## PROBLEM TO WORK ON
Convert every line of the material below into a Markdown table with the columns Row and Line. Number the rows from 1 and skip the blank lines.

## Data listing
::::::

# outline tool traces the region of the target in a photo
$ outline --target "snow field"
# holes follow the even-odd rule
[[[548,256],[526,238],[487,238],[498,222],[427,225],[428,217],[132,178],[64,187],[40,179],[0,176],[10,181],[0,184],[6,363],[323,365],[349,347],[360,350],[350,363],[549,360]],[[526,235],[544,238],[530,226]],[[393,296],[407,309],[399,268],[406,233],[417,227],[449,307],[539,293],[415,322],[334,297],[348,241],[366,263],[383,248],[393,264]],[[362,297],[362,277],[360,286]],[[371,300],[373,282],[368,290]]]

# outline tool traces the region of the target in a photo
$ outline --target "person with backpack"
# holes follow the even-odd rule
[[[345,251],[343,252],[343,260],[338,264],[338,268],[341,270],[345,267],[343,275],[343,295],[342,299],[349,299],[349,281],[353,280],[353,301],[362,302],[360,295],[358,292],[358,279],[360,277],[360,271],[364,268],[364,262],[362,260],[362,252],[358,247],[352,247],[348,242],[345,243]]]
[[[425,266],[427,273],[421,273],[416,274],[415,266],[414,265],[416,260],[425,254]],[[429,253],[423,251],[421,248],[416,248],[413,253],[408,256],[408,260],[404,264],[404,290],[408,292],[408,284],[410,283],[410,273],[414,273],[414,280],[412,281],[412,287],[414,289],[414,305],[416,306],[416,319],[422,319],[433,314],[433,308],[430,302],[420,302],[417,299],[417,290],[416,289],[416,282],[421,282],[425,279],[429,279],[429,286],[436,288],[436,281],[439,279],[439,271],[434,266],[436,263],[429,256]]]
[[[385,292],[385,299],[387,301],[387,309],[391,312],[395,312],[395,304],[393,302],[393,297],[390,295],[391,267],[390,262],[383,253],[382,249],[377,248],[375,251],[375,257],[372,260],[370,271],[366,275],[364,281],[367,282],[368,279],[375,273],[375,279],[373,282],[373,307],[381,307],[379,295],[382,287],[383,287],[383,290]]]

::::::

## EXERCISE SOLUTION
| Row | Line |
|---|---|
| 1 | # outline tool traces the region of the target in a photo |
| 2 | $ outline --target "snow field" |
| 3 | # holes follow the even-odd rule |
| 4 | [[[548,256],[526,238],[487,238],[498,222],[427,225],[428,217],[132,178],[64,187],[40,179],[0,176],[10,181],[0,184],[6,363],[323,365],[349,347],[360,350],[350,363],[549,360]],[[526,235],[544,238],[530,226]],[[393,296],[407,309],[399,268],[406,233],[417,227],[449,307],[539,293],[415,322],[334,297],[348,241],[366,263],[383,248],[393,264]],[[362,297],[362,277],[360,286]],[[371,300],[373,282],[368,290]]] |
| 5 | # outline tool traces the region of the target in a photo |
| 6 | $ outline --target "person with backpack" |
| 7 | # holes follow the even-odd rule |
| 8 | [[[345,251],[343,252],[343,260],[338,264],[338,268],[341,270],[345,267],[343,275],[343,295],[342,299],[349,299],[349,281],[353,280],[353,301],[362,302],[360,295],[358,292],[358,279],[360,277],[360,271],[364,268],[364,262],[362,260],[362,252],[358,247],[352,247],[348,242],[345,243]]] |
| 9 | [[[425,266],[427,273],[421,273],[416,274],[415,266],[414,265],[416,260],[425,254]],[[429,253],[423,251],[421,248],[416,248],[413,253],[408,256],[408,260],[404,264],[404,290],[408,292],[408,284],[410,283],[410,273],[414,273],[414,280],[412,281],[412,287],[414,289],[414,305],[416,306],[416,319],[422,319],[433,314],[433,308],[430,302],[420,302],[417,299],[417,290],[416,289],[416,282],[421,282],[425,279],[429,279],[429,286],[436,288],[436,281],[439,279],[439,271],[434,266],[436,263],[429,256]]] |
| 10 | [[[385,292],[385,299],[387,301],[387,309],[391,312],[395,312],[395,304],[393,302],[393,297],[390,295],[391,267],[390,262],[383,253],[382,249],[377,248],[375,251],[375,257],[372,260],[370,271],[366,275],[364,281],[367,282],[368,279],[375,273],[375,279],[373,282],[373,307],[381,307],[379,295],[382,287],[383,287],[383,290]]] |